| ENUNCIADO 1 |
Na entrevista, transcreva o trecho que abre com as palavras "R – Quando terminei" e fecha com "estada no grupo.", trocando "gabinete da Cultura" por "pelouro da Cultura".

| EXCERTO DO TEXTO |
* * *

P – Como é que alguém licenciada em Tradução e Relações Internacionais acaba a dirigir um grupo de teatro?
R – Quando terminei o curso vim trabalhar para a Câmara da Guarda, para o gabinete da Cultura. Na altura era o Américo Rodrigues que estava lá e que, simultaneamente, estava também na direção do Aquilo Teatro e, portanto, até integrar o grupo de teatro foi meio caminho andado. Numa primeira fase trabalhávamos, como é óbvio, com as coletividades do concelho da Guarda, foi assim que comecei a trabalhar com o Aquilo e isso despertou-me a curiosidade, até porque era um espaço bastante alternativo. Era o único na cidade e daí também eu ter aceite o convite para ingressar na coletividade. Desde então, já lá vão 12 anos, sensivelmente, foi sempre a trabalhar aqui como cooperante, sempre na área do teatro. No ano passado surgiu a oportunidade de assumir a direção, após o antigo presidente não ter querido prolongar mais a sua estada no grupo.
P – Porque é que o número de peças de teatro é cada vez menor no Aquilo?

* * *

Listagem de dados:

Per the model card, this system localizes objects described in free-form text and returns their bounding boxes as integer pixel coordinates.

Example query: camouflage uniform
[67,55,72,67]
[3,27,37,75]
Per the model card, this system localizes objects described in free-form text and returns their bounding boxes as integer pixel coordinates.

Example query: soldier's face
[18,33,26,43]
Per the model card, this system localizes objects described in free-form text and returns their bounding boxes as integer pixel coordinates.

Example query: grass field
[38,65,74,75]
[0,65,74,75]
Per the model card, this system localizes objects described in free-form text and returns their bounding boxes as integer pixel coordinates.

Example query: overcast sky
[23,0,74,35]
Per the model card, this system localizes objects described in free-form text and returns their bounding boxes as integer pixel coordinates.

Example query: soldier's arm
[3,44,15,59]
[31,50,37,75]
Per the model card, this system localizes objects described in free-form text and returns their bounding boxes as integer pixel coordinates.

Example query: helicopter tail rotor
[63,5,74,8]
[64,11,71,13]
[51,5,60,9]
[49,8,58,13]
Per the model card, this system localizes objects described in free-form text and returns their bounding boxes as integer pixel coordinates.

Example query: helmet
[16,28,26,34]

* * *

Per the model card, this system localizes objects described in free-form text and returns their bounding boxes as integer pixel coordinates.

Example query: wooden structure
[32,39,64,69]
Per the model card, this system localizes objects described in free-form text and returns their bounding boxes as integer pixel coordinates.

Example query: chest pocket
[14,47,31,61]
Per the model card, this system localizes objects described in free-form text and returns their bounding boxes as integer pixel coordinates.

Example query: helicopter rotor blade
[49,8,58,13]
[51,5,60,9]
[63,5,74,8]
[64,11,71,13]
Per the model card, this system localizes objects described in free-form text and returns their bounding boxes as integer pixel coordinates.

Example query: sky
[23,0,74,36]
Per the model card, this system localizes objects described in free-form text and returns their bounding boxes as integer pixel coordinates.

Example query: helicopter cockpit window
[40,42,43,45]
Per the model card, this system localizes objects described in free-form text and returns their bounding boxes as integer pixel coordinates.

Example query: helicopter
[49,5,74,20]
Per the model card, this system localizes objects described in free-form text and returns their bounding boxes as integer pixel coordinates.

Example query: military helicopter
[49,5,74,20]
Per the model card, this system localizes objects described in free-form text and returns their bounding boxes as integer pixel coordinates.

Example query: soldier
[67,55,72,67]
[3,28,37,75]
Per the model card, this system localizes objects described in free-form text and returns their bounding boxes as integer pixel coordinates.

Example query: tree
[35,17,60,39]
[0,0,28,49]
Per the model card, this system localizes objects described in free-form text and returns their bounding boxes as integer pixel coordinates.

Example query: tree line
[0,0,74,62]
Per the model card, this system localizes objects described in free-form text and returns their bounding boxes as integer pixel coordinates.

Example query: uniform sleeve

* * *

| ENUNCIADO 2 |
Extraia dos registos todas as linhas em que ocorra a cadeia "soldier".

| RESPOSTA FINAL 1 |
R – Quando terminei o curso vim trabalhar para a Câmara da Guarda, para o pelouro da Cultura. Na altura era o Américo Rodrigues que estava lá e que, simultaneamente, estava também na direção do Aquilo Teatro e, portanto, até integrar o grupo de teatro foi meio caminho andado. Numa primeira fase trabalhávamos, como é óbvio, com as coletividades do concelho da Guarda, foi assim que comecei a trabalhar com o Aquilo e isso despertou-me a curiosidade, até porque era um espaço bastante alternativo. Era o único na cidade e daí também eu ter aceite o convite para ingressar na coletividade. Desde então, já lá vão 12 anos, sensivelmente, foi sempre a trabalhar aqui como cooperante, sempre na área do teatro. No ano passado surgiu a oportunidade de assumir a direção, após o antigo presidente não ter querido prolongar mais a sua estada no grupo.

| RESPOSTA FINAL 2 |
Example query: soldier's face
Example query: soldier's arm
Example query: soldier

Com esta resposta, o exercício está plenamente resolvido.